_EXPLORER LE MATÉRIAU:_
• 1. D'après l'article sur les violences conjugales, pourquoi Marie-France Casalis conseille-t-elle aux professionnels de poser sans détour la question de la maltraitance dès la moindre alerte ? Répondez en une à trois phrases.
• 2. Selon l'article sur les violences conjugales, quelle association a organisé cette première journée à l'hôpital ?
• 3. Prolongez l'article sur les violences conjugales à partir de sa dernière phrase.

Le rôle des professionnels dans la prise en charge des victimes et co-victimes de violences conjugales était au cœur de la première journée organisée par l’association SOS violences conjugales vendredi à l’hôpital.
Marie-France Casalis, formatrice et porte parole du Collectif féministe contre le viol raconte l’histoire vraie d’une femme chez son médecin. Lors de l’examen, celui-ci s’aperçoit que son corps est parsemé de morsures. “Madame, il faut tout de suite que vous fassiez abattre votre chien!”, s’exclame-t-il. “Comment, aujourd’hui, un médecin de la région parisienne peut-il confondre des morsures de chien avec celles d’un homme?“, questionne-t-elle. “Mais c’est parce que c’est impensable“, tranche-t-elle. “C’est pour cela qu’il faut élargir son écran de réception.”
Face à elle, des professionnels de santé, médecins et travailleurs sociaux, n’en perdent pas une miette. Sur le ton de l’humour, Marie-France Casalis vise un enjeu des plus importants: faire évoluer les prises en charge pour mieux dépister les femmes victimes de violences conjugales car elle le martèle, “ces femmes n’utilisent pas toujours les meilleures portes d’entrée pour signifier qu’elles sont battues”. D’où la nécessité de travailler sur la façon dont les femmes vont raconter leur histoire.
Armée de son expérience et d’un humour corrosif, elle prend un autre exemple avec la confiscation des médicaments par un conjoint violent, surnommé Philibert, qui constitue une autre forme de maltraitance. “Alors, au lieu de faire la morale à la patiente en lui rappelant les risques qu’elle encourt à ne pas les prendre, mieux vaut poser cette question: “Avez-vous accès à vos médicaments?”, conseille-t-elle. De même, elle incite les professionnels, à la moindre alerte, à poser la question de la maltraitance, sans détour. Si la femme n’en est pas victime, elle le dira; si elle l’est, elle ne le reconnaitra peut-être pas tout de suite mais cela fera son chemin en elle, et peut-être que la prochaine fois, elle se livrera.
L’intervenante qui a rappelé l’escalade des violences infligées par les Philibert allant de la violence psychologique, verbale puis physique jusqu’à l’homicide, a également décomposé le processus de domination conjugale: l’isolement, l’humiliation, la terreur, l’inversion de la culpabilité. “Il ne nous reste plus qu’à faire le contraire: entourer la victime, la féliciter pour qu’elle retrouve de l’estime de soi, la mettre à l’abri et lui rappeler le code pénal. Nos parents, quand on est enfant, nos supérieurs, la loi peuvent nous punir. De quel droit mon mari le ferait-il?”

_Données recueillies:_
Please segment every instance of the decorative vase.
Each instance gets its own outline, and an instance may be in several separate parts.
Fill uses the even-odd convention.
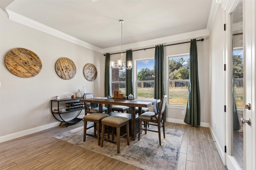
[[[78,91],[76,92],[76,94],[77,98],[82,98],[82,92],[78,89]]]

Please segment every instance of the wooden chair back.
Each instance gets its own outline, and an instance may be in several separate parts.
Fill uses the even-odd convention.
[[[165,110],[165,106],[166,105],[167,101],[167,95],[163,96],[161,100],[161,104],[159,111],[157,113],[154,115],[151,116],[151,120],[153,120],[153,117],[156,117],[158,122],[160,122],[164,116],[164,110]]]

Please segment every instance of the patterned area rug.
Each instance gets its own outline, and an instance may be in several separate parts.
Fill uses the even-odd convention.
[[[90,136],[86,136],[84,142],[83,131],[82,126],[54,137],[144,170],[176,168],[183,135],[182,131],[166,128],[165,139],[161,132],[161,146],[159,146],[158,133],[155,132],[148,131],[145,134],[143,132],[140,141],[137,134],[135,141],[130,141],[129,146],[127,146],[126,138],[122,138],[120,153],[117,154],[114,143],[104,141],[101,148],[98,146],[97,139]],[[93,134],[93,128],[86,132]]]

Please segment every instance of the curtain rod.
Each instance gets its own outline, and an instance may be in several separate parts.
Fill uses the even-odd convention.
[[[198,40],[196,40],[197,41],[204,41],[204,39],[202,38],[202,39],[198,39]],[[190,43],[190,41],[187,41],[187,42],[183,42],[183,43],[176,43],[176,44],[169,44],[168,45],[163,45],[164,47],[165,47],[165,46],[169,46],[170,45],[177,45],[178,44],[184,44],[185,43]],[[139,49],[138,50],[132,50],[132,51],[138,51],[140,50],[145,50],[148,49],[153,49],[155,48],[155,47],[149,47],[149,48],[144,48],[144,49]],[[124,51],[123,52],[123,53],[126,53],[126,51]],[[110,54],[110,55],[112,55],[113,54],[121,54],[121,53],[113,53],[113,54]],[[104,56],[106,56],[106,54],[104,55]]]

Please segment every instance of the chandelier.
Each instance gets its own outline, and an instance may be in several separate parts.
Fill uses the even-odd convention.
[[[132,61],[127,61],[127,67],[126,67],[124,61],[124,53],[123,53],[123,23],[124,20],[120,20],[119,22],[121,23],[121,53],[120,53],[120,59],[117,60],[117,67],[119,70],[122,70],[124,67],[127,70],[130,70],[132,68]],[[112,68],[115,68],[115,62],[110,61],[110,66]]]

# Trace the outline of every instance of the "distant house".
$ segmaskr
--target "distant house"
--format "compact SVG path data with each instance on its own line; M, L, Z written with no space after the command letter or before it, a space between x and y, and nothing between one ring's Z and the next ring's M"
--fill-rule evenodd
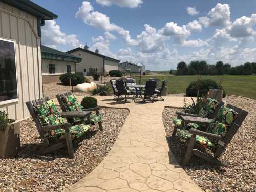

_RÉPONSES ATTENDUES:_
• 1. Si la femme n'est pas victime, elle le dira. Si elle l'est, elle ne le reconnaîtra peut-être pas tout de suite, mais la question fera son chemin en elle, et elle se livrera peut-être la fois suivante.

• 2. L'association SOS violences conjugales.

• 3.
A l’issu de sa présentation, Azucena Chavez, psychologue à l’institut de victimologie à Paris, est intervenue autour de la prise en charge médicale de la violence et des psycho-traumatismes. Des thématiques en phases avec le plan triennal de lutte contre les violences faites aux femmes présenté vendredi et dont l’un des objectif affiché est la formation en amont de tous les professionnels susceptibles de recueillir la parole des victimes de violences.
L’après-midi aura quant à elle permis aux professionnels de travailler ensemble sur 4 ateliers. Maître Sandy Lacroix et Samsia Terrioux, juriste au CIDF, ont animé celui intitulé “Faire valoir en justice les droits des victimes de violences conjugales”. “Le médecin a un rôle très important dans le processus de prise en charge”, ont rappelé Catherine Ducruezet, directrice du pôle écoute et de l’accueil de jour et Fabienne Civiol, directrice du CHRS Solidarelles, toutes deux co-fondatrices de l’association SOS Violences conjugales.
“Mais lorsqu’elles se retrouvent devant le juge, les femmes victimes courent le risque de se voir infliger la double peine en étant par exemple déclarée coupable d’abandon de domicile.” Un domaine où, dans le cadre du pôle formation de l’association, elles souhaitent faire évoluer les choses. Aussi, la justice devrait-elle être au cœur des prochaines rencontres organisées par l’association SOS violences conjugales.